━━━━━ Passage

On Jan. 21, a team from Hanes Magnet School competed in and won the state championship in the Future City Engineering Competition.
The team’s teacher is John Boyd. The team
mentor is Rajesh Kapileshwari. The members of “Team Aleppo” are Simran Vadgama, Vidhi Patel, Arya Vinod, Kiran Kapelishwari, May Cheron and Jake Prince.
Kapileshwari reported that the team won $1,300
in cash prizes – $1,000 for winning the state championship, $150 for the Best
Research Essay, and $150 for People’s choice award for the City Model built to
scale. Three team members, along with Boyd and Kapileshwari, have been invited
to compete Feb. 18-21in the finals in Washington. The organizers will pay for
the flights and hotel rooms for the five.
Kapileshwari
‘s older son, Rohan, who also competed for three years while he was at Hanes
Magnet, wrote a news brief. Here is an excerpt:
Sickness,
hunger, poverty. Climate change, conflict, and inequality. These are the
problems that students from Hanes Magnet School engineered solutions to by
implementing public spaces into a city. These solutions, ranging from the
simple to the complex, took into account many factors of the city that they
were designed to address: culture, citizen identity, history, and many more,
eventually leading to a hopeful view of a futuristic city that could be free of
the issues that plague us today.
Here
is what a release from Future City had to say:
The
Future City Competition is a project-based learning experience where students
in 6th, 7th, and 8th grade imagine, research, design, and build cities of the
future. Keeping the engineering design process and project management front and
center, students are asked to address an authentic, real-world question: How
can we make the world a better place?

━━━━━━━━━━
━━━━━ Given data

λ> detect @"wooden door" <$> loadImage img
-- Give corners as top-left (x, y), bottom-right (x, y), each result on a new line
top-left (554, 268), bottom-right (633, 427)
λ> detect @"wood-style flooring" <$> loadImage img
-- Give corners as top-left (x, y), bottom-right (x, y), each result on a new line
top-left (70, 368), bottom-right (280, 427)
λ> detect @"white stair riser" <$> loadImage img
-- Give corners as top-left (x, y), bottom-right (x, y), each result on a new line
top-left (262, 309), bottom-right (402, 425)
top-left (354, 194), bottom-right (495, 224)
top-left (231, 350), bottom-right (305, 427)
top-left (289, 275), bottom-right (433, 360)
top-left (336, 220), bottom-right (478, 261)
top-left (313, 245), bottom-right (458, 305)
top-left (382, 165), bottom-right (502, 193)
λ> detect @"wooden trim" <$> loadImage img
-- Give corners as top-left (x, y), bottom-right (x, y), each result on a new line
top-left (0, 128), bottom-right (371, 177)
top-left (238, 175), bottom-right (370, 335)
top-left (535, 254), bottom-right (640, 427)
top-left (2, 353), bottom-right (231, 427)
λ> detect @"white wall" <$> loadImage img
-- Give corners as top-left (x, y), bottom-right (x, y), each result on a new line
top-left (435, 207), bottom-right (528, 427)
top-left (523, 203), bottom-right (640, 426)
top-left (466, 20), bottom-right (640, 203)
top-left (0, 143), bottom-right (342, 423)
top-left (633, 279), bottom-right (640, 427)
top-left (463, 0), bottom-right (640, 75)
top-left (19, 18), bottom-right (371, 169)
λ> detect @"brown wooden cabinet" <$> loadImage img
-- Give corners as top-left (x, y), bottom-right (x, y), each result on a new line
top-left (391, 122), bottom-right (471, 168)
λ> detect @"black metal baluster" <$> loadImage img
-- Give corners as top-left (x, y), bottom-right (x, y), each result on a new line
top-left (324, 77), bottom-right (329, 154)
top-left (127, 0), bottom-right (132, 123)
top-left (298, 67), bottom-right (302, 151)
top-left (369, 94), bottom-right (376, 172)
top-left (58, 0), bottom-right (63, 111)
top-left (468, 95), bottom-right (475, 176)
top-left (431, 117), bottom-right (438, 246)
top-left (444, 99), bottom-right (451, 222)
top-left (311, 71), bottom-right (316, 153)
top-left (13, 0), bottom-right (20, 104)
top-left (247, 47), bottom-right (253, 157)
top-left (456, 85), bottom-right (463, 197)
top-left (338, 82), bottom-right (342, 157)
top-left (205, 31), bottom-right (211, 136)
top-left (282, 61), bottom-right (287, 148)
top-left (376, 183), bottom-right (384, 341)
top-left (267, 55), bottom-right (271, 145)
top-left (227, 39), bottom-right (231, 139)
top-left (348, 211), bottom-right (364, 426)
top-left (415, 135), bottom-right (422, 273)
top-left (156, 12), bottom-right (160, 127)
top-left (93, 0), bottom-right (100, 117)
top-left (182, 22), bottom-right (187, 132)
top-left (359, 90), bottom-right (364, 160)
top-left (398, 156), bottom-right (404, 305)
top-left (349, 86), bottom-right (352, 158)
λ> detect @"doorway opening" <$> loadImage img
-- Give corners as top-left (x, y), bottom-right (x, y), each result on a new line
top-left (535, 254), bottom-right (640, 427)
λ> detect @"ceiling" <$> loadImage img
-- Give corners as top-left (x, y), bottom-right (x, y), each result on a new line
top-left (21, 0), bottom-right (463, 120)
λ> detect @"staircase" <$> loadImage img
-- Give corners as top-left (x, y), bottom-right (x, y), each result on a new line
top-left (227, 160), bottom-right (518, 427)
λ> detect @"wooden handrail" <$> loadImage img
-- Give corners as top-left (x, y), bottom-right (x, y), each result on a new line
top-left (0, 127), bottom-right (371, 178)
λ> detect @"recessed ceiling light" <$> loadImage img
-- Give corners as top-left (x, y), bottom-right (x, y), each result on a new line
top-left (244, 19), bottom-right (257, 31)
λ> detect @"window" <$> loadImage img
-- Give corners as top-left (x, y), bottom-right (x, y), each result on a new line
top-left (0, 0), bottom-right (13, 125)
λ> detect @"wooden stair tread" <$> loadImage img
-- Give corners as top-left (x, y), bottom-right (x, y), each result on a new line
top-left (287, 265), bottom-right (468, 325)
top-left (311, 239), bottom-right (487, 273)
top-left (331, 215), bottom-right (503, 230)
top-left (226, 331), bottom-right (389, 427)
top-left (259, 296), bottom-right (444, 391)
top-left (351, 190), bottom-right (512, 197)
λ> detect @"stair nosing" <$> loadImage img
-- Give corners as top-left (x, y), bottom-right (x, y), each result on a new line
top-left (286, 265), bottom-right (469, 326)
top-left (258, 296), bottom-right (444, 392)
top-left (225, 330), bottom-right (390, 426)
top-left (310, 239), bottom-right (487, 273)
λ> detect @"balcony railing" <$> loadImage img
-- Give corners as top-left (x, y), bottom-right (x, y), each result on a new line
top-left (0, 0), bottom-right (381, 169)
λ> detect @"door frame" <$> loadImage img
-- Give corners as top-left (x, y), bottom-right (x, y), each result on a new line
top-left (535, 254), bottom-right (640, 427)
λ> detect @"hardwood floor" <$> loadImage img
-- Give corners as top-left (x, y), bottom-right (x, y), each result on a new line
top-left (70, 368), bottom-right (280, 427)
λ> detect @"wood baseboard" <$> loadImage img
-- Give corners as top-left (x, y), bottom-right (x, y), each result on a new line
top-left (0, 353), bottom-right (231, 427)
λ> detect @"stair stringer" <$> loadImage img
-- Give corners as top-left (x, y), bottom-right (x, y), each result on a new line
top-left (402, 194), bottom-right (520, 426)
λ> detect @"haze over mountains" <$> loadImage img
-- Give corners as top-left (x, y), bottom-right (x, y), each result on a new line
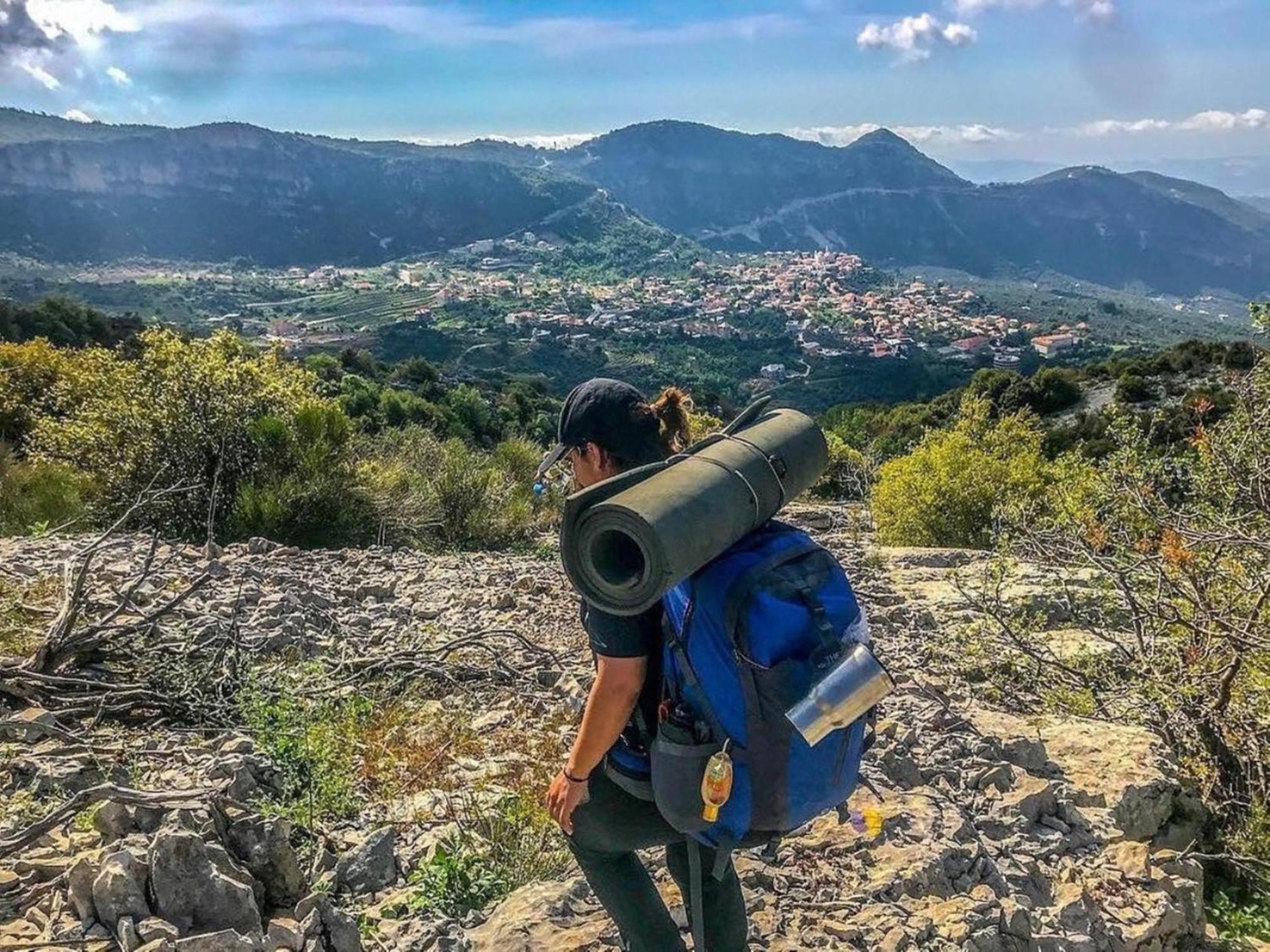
top-left (0, 109), bottom-right (1270, 296)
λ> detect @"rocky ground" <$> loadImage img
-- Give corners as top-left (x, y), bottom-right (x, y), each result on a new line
top-left (0, 507), bottom-right (1229, 952)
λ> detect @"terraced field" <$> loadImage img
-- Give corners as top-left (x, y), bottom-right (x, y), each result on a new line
top-left (283, 288), bottom-right (436, 329)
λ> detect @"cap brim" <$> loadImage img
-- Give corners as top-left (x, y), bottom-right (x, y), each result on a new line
top-left (536, 443), bottom-right (569, 479)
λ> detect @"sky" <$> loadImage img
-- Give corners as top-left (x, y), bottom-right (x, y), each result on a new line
top-left (0, 0), bottom-right (1270, 163)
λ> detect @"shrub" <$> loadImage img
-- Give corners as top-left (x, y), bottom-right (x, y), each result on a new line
top-left (229, 401), bottom-right (376, 546)
top-left (239, 673), bottom-right (371, 826)
top-left (812, 431), bottom-right (874, 499)
top-left (359, 427), bottom-right (549, 548)
top-left (0, 340), bottom-right (74, 452)
top-left (1115, 372), bottom-right (1156, 404)
top-left (872, 398), bottom-right (1046, 548)
top-left (409, 793), bottom-right (568, 916)
top-left (965, 327), bottom-right (1270, 894)
top-left (0, 443), bottom-right (91, 535)
top-left (15, 330), bottom-right (314, 537)
top-left (1029, 367), bottom-right (1081, 414)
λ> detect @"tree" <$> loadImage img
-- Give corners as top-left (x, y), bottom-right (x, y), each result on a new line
top-left (872, 396), bottom-right (1048, 548)
top-left (973, 309), bottom-right (1270, 864)
top-left (13, 329), bottom-right (314, 538)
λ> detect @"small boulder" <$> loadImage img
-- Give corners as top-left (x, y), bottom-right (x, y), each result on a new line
top-left (175, 929), bottom-right (260, 952)
top-left (225, 814), bottom-right (306, 908)
top-left (264, 919), bottom-right (305, 952)
top-left (93, 849), bottom-right (150, 929)
top-left (93, 800), bottom-right (137, 843)
top-left (150, 830), bottom-right (260, 934)
top-left (296, 892), bottom-right (362, 952)
top-left (335, 826), bottom-right (398, 895)
top-left (114, 915), bottom-right (141, 952)
top-left (66, 855), bottom-right (102, 925)
top-left (137, 915), bottom-right (180, 942)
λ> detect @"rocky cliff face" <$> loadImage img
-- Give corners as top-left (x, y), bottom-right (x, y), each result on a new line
top-left (0, 123), bottom-right (593, 265)
top-left (0, 111), bottom-right (1270, 296)
top-left (0, 507), bottom-right (1204, 952)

━━━━━━━━━━

• **Exercise requirements**:
1. Name every member of "Team Aleppo" listed in the article about the Future City competition.
2. Pick up the article about the Future City competition after its last sentence and write a further paragraph.

• **Results for each task**:
1. Simran Vadgama, Vidhi Patel, Arya Vinod, Kiran Kapelishwari, May Cheron, Jake Prince

2.
Public
spaces have the capacity to revitalize a city’s economy by introducing new
businesses and bringing in new visitors. They can also help reduce crime, ease
traffic congestion, improve pedestrian safety, promote healthy living, improve
the environment, and enhance civic engagement. A recent study by the
UN-Habitat’s Global Urban Observatories Unit found that cities that devoted
about 50% of their space to public use tended to be more prosperous and have a
higher quality of life.
Since
returning to school earlier this fall, 31 student teams across North Carolina
have been hard at work on their Future City projects. Altogether, more than
40,000 middle school students from 1,350 schools around the country are engaged
in similar competitions.
Working
in a team with an educator and engineer mentor, students are challenged to
design a virtual city using SimCity software. They research today’s public
spaces and write a city essay about their solutions and city design. Students
then bring their ideas to life by building a tabletop scale model of their city
using recycled materials on a budget of $100 or less and give a brief
presentation about their city.
Major funding for the
Finals comes from Bechtel Corporation, Bentley Systems, Shell Oil Company and
DiscoverE.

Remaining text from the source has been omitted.